» **Records provided**
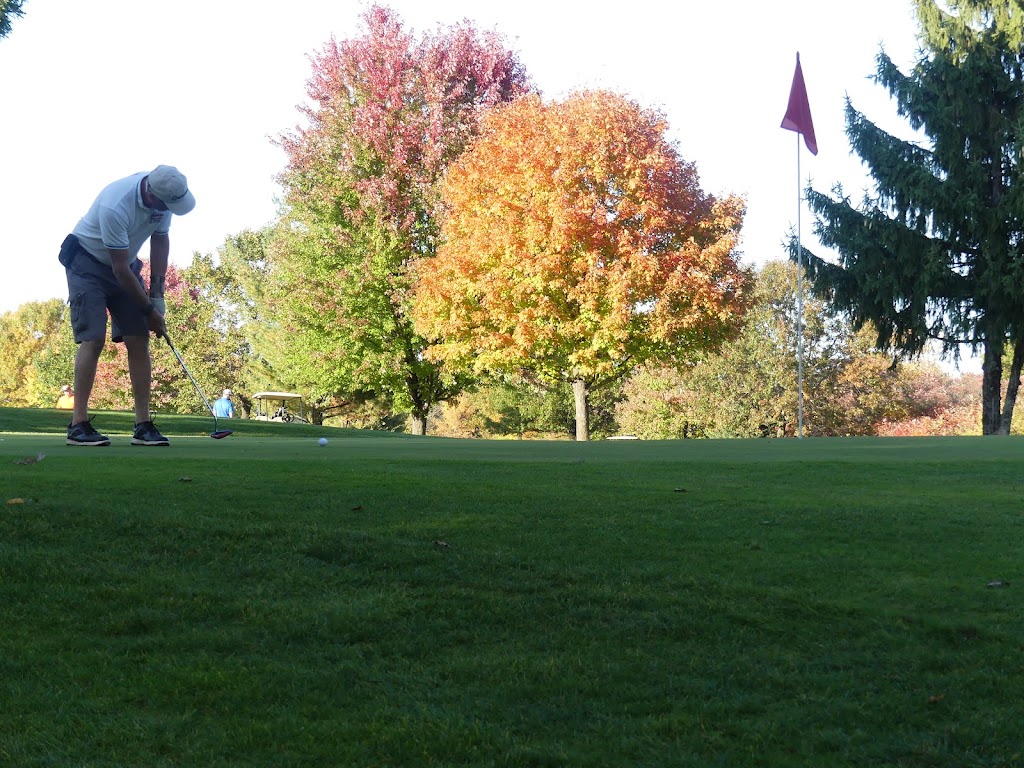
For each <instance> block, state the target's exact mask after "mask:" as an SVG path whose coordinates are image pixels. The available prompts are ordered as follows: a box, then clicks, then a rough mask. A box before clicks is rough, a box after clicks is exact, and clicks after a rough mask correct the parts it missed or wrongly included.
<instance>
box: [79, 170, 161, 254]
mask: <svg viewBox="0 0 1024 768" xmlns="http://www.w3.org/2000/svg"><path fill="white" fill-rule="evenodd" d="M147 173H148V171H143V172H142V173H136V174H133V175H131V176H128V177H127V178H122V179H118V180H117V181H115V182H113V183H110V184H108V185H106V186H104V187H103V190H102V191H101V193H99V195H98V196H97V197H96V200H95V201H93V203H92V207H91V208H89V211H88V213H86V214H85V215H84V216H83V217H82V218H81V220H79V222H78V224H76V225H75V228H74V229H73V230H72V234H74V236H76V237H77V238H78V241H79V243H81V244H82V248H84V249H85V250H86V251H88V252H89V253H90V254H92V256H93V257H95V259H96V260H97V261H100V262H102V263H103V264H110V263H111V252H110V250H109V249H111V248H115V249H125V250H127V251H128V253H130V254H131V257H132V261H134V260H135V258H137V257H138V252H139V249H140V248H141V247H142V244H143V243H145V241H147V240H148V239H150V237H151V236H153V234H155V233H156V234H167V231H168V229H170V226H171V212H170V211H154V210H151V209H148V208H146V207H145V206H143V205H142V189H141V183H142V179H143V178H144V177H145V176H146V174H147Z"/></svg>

* * *

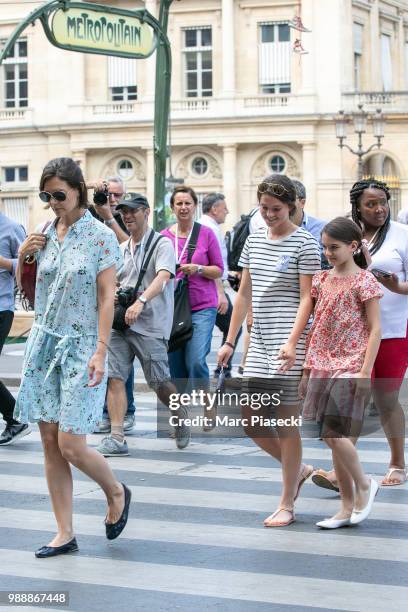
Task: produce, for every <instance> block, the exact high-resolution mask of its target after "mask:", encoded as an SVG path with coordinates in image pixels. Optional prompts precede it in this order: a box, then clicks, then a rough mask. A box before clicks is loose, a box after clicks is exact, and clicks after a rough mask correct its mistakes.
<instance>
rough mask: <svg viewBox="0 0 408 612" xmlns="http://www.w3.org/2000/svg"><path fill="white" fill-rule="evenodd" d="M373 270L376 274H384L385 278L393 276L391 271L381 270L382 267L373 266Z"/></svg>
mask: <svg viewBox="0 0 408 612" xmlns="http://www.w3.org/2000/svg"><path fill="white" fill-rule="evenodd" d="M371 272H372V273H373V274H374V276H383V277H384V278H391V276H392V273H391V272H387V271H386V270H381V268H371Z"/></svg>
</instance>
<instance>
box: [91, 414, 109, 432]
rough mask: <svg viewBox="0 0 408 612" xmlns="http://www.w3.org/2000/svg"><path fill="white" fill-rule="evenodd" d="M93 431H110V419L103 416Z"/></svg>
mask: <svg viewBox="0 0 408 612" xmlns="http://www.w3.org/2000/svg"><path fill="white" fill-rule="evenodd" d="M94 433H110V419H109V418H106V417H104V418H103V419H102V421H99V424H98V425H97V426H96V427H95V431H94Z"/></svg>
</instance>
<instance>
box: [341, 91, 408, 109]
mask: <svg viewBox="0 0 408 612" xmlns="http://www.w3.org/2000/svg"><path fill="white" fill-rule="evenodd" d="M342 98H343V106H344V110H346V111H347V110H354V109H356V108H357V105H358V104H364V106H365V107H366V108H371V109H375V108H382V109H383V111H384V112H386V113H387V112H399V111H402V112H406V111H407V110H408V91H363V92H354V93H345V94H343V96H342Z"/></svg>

---

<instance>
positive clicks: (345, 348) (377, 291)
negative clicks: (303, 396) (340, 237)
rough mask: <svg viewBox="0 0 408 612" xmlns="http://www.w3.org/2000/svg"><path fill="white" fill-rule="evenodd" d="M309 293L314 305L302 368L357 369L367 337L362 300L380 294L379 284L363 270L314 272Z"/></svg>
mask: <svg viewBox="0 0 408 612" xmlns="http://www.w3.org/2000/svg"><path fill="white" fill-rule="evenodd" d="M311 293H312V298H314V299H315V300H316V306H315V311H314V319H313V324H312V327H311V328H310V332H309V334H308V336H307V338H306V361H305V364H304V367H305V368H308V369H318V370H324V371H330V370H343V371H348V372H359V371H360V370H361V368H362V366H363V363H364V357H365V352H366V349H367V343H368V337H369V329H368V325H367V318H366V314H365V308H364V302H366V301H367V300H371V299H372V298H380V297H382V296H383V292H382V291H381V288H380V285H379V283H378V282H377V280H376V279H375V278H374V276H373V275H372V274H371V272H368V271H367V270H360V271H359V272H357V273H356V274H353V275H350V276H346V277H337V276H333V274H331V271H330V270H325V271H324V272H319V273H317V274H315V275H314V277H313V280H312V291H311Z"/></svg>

» **Exercise**
All of the lines above that carry the string "after" need to be found and copied.

» **Solution for this problem**
For each <instance> block, state the target's exact mask after "mask:" as an SVG path whose coordinates are image pixels. The available prompts are ordered as follows: a box, then clicks, then a rough mask. A box before clicks is rough, a box after clicks is exact, and clicks after a rough mask correct the parts it missed or wrongly included.
Task: produce, for every <instance> block, the exact high-resolution mask of its target after "mask:", encoded as an SVG path with coordinates in image pixels. Optional prompts precede it in this order: a box, then clicks, then a rough mask. A box before clicks is loose, a box after clicks is exact, and clicks after a rough mask correct its mistakes.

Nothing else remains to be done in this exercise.